§ **TASK TO CARRY OUT**: Reproduce the whole article about the Silo Theatre production of That Face word for word.

§ **PROVIDED PASSAGE**:
Looming large, the Boy Scouts founder Lord Robert Baden-Powell looks down in consternation from the wall of a central city scout hall at the scene below: a young woman lies unconscious with horrible injuries inflicted by two teenage girls who peer over her.

One seems perplexed, almost remorseful - but not quite; the other keen to escape to a bar and toast their exploits. Confused and nervy, a teenage boy hovers close by. Society was never prepared for young people like these but you should meet the mother: a chain-smoking, pill-popping alcoholic fixated on her teenage son. As for the father, he's an investment banker in Hong Kong who adheres to the idea that out of sight is out of mind.

Silo Theatre artistic director Shane Bosher watches the same scene with equal intensity at rehearsals for Silo Theatre's first play of the year, That Face.

The kids, of course, are actors and not kids at all but they are relative newcomers when it comes to the do-or-die environment of live theatre - and the troubling world created by precociously young English playwright Polly Stenham.

Chelsie Preston Crayford, 22, plays Mia, kicked out of boarding school for her role in a sadistic initiation ritual which leaves a younger girl, Alice (played by Edith Poor) severely injured. It is Preston Crayford's biggest stage role to date, although she appeared as Czech supermodel Zoya in last year's Ruben Guthrie.

Point-per-instance localization data
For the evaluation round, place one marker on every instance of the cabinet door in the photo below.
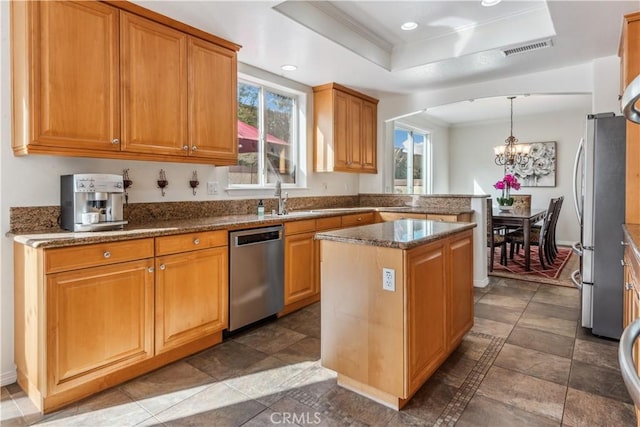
(354, 140)
(460, 309)
(75, 86)
(369, 137)
(154, 87)
(425, 302)
(300, 279)
(341, 126)
(99, 320)
(191, 296)
(212, 102)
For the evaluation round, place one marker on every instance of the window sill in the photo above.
(260, 191)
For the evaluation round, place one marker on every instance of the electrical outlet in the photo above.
(212, 188)
(389, 279)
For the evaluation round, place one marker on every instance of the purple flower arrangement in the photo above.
(506, 184)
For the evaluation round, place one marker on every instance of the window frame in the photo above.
(427, 157)
(297, 134)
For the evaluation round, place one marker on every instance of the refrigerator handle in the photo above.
(577, 248)
(576, 164)
(575, 279)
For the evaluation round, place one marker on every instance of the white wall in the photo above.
(475, 172)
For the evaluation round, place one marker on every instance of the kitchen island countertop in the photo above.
(399, 234)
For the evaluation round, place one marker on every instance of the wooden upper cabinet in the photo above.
(66, 92)
(345, 124)
(154, 87)
(630, 59)
(212, 102)
(114, 80)
(369, 156)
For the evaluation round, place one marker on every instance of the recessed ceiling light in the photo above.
(408, 26)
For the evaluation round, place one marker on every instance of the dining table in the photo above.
(520, 218)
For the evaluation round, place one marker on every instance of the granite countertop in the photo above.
(59, 238)
(400, 234)
(632, 232)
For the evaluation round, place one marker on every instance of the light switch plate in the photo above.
(389, 279)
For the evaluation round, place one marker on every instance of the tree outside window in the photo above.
(410, 156)
(267, 138)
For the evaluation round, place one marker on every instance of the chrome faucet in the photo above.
(282, 202)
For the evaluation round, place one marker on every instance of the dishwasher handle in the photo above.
(257, 237)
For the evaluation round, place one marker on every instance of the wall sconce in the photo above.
(194, 182)
(162, 181)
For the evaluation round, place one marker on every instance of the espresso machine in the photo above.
(91, 202)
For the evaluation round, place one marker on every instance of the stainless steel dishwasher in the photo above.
(256, 275)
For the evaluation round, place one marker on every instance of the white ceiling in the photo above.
(359, 43)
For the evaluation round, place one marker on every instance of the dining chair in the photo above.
(543, 236)
(495, 238)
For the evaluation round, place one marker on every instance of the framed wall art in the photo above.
(540, 170)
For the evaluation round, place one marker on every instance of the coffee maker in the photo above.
(91, 202)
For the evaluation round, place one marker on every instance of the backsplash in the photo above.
(441, 202)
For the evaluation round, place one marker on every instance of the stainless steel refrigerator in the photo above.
(599, 194)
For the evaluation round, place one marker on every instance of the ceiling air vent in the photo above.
(528, 47)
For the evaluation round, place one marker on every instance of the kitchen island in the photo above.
(397, 299)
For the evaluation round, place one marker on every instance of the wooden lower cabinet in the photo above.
(99, 319)
(394, 216)
(425, 312)
(301, 276)
(191, 296)
(631, 301)
(89, 317)
(463, 217)
(300, 270)
(386, 344)
(302, 257)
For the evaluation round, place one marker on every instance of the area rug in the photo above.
(558, 273)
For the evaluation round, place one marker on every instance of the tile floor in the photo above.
(526, 362)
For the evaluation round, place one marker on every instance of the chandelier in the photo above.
(511, 153)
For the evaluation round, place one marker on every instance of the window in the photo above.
(411, 161)
(267, 136)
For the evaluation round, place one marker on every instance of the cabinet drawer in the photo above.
(295, 227)
(191, 242)
(440, 217)
(393, 216)
(358, 219)
(75, 257)
(330, 223)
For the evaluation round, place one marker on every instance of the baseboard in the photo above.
(7, 378)
(481, 283)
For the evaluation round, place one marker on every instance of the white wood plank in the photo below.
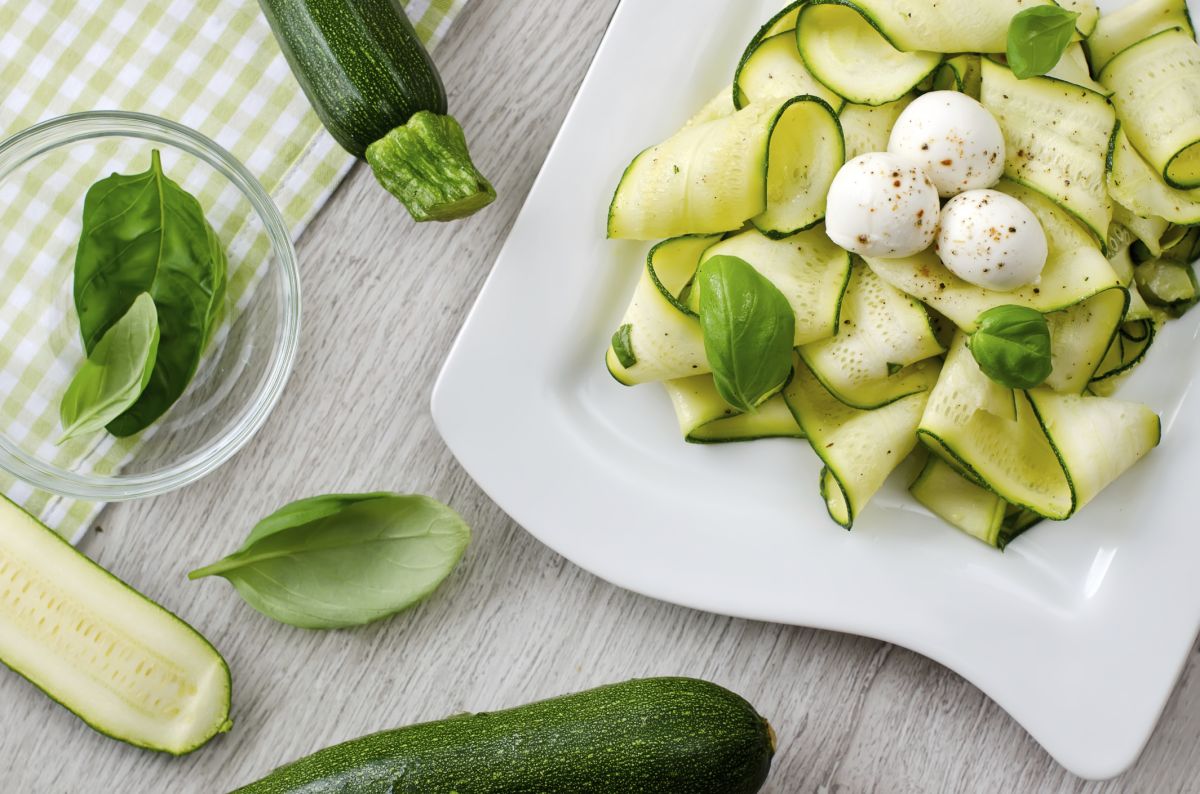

§ **REPLY**:
Looming large, the Boy Scouts founder Lord Robert Baden-Powell looks down in consternation from the wall of a central city scout hall at the scene below: a young woman lies unconscious with horrible injuries inflicted by two teenage girls who peer over her.

One seems perplexed, almost remorseful - but not quite; the other keen to escape to a bar and toast their exploits. Confused and nervy, a teenage boy hovers close by. Society was never prepared for young people like these but you should meet the mother: a chain-smoking, pill-popping alcoholic fixated on her teenage son. As for the father, he's an investment banker in Hong Kong who adheres to the idea that out of sight is out of mind.

Silo Theatre artistic director Shane Bosher watches the same scene with equal intensity at rehearsals for Silo Theatre's first play of the year, That Face.

The kids, of course, are actors and not kids at all but they are relative newcomers when it comes to the do-or-die environment of live theatre - and the troubling world created by precociously young English playwright Polly Stenham.

Chelsie Preston Crayford, 22, plays Mia, kicked out of boarding school for her role in a sadistic initiation ritual which leaves a younger girl, Alice (played by Edith Poor) severely injured. It is Preston Crayford's biggest stage role to date, although she appeared as Czech supermodel Zoya in last year's Ruben Guthrie.